[TEXT PROVIDED — start]

The explosive device found in a mailbox at the home of George Soros, the billionaire philanthropist, on Monday afternoon was relatively small, a senior law enforcement official said on Tuesday.
The device was “proactively denotated” by bomb squad technicians from the Westchester County Police Department.
The bomber’s motive remained unclear. Mr. Soros is a favorite target of right-wing groups. He was not home at the time.
The investigation has been taken over by the New York offices of the F.B.I. and the federal Bureau of Alcohol Tobacco and Firearms, said the senior law enforcement official, who spoke on the condition of anonymity because the investigation is open.
Federal and state law enforcement officials responded to the scene in Katonah, N.Y., a hamlet in the upscale town of Bedford in northern Westchester County, after the Bedford Police Department received a call about a suspicious package at about 3:45 p.m.
“An employee of the residence opened the package, revealing what appeared to be an explosive device,” the police said in a statement. “The employee placed the package in a wooded area and called the Bedford police.”
Mr. Soros, who was born in Hungary, made his fortune running a hedge fund and is now a full-time philanthropist and political activist. He donates frequently to Democratic candidates and progressive causes and has given at least $18 billion to his Open Society Foundations to promote democracy and human rights around the world.
His activism has made him a villain to conservative groups and the target of anti-Semitic smears. Roseanne Barr called him a Nazi in an infamous tweetstorm, and just this month, Representative Matt Gaetz, Republican of Florida, falsely speculated that Mr. Soros had funded a caravan of migrants moving north toward Mexico. There is no evidence that Mr. Soros paid thousands of migrants to storm the border. Nor is there evidence that Democrats support the effort, as President Trump has said.

[TEXT PROVIDED — finish]

- **BRIEF 1**: According to the news report about the device found at George Soros's home, at about what time did the Bedford Police Department get the call about a suspicious package?
- **BRIEF 2**: From the news report about the device found at George Soros's home, extract the part that opens with the words containing "The bomber’s motive" and closes with "about 3:45 p.m.".
- **BRIEF 3**: Continue the news report about the device found at George Soros's home from where it stops.

[COLLECTED MATERIAL — start]

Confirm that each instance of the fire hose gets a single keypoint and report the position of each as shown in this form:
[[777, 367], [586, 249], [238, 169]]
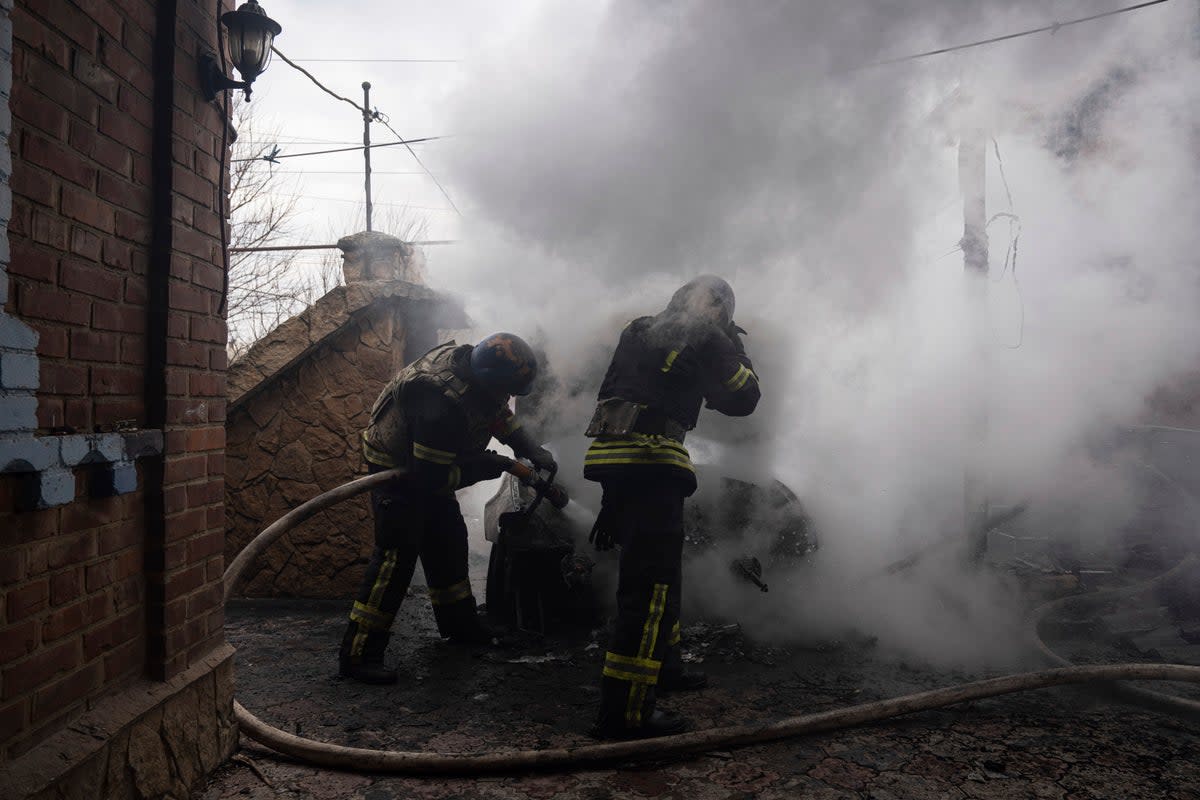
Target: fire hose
[[565, 758]]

[COLLECTED MATERIAL — finish]

- **EXERCISE RESULT 1**: About 3:45 p.m.

- **EXERCISE RESULT 2**:
The bomber’s motive remained unclear. Mr. Soros is a favorite target of right-wing groups. He was not home at the time.
The investigation has been taken over by the New York offices of the F.B.I. and the federal Bureau of Alcohol Tobacco and Firearms, said the senior law enforcement official, who spoke on the condition of anonymity because the investigation is open.
Federal and state law enforcement officials responded to the scene in Katonah, N.Y., a hamlet in the upscale town of Bedford in northern Westchester County, after the Bedford Police Department received a call about a suspicious package at about 3:45 p.m.

- **EXERCISE RESULT 3**:
Mr. Soros became a major political donor in the United States during George W. Bush’s presidency. He spent millions backing John Kerry’s unsuccessful bid to deny Mr. Bush a second term, was an early backer of Barack Obama’s 2008 presidential campaign and contributed more than $25 million to Hillary Clinton and other Democratic candidates and causes during the 2016 election cycle.
Though Mr. Soros’s name has become a trigger for a subset of Republicans and conservatives, he has said that his main goal as a political activist was to see a return to bipartisanship.
He has said it was the extremism of the Republican Party that had prompted him to become a major Democratic donor, but also said he is opposed to the extreme left.
“I don’t particularly want to be a Democrat,” he said.
Bedford is about 50 miles north of Manhattan and has been home to many well-to-do city transplants, including Martha Stewart, Glenn Close and Ralph Lauren. Katonah, where Mr. Soros has a home, is known for its cultural offerings, including the Caramoor Center for Music and the Arts and the Katonah Museum of Art.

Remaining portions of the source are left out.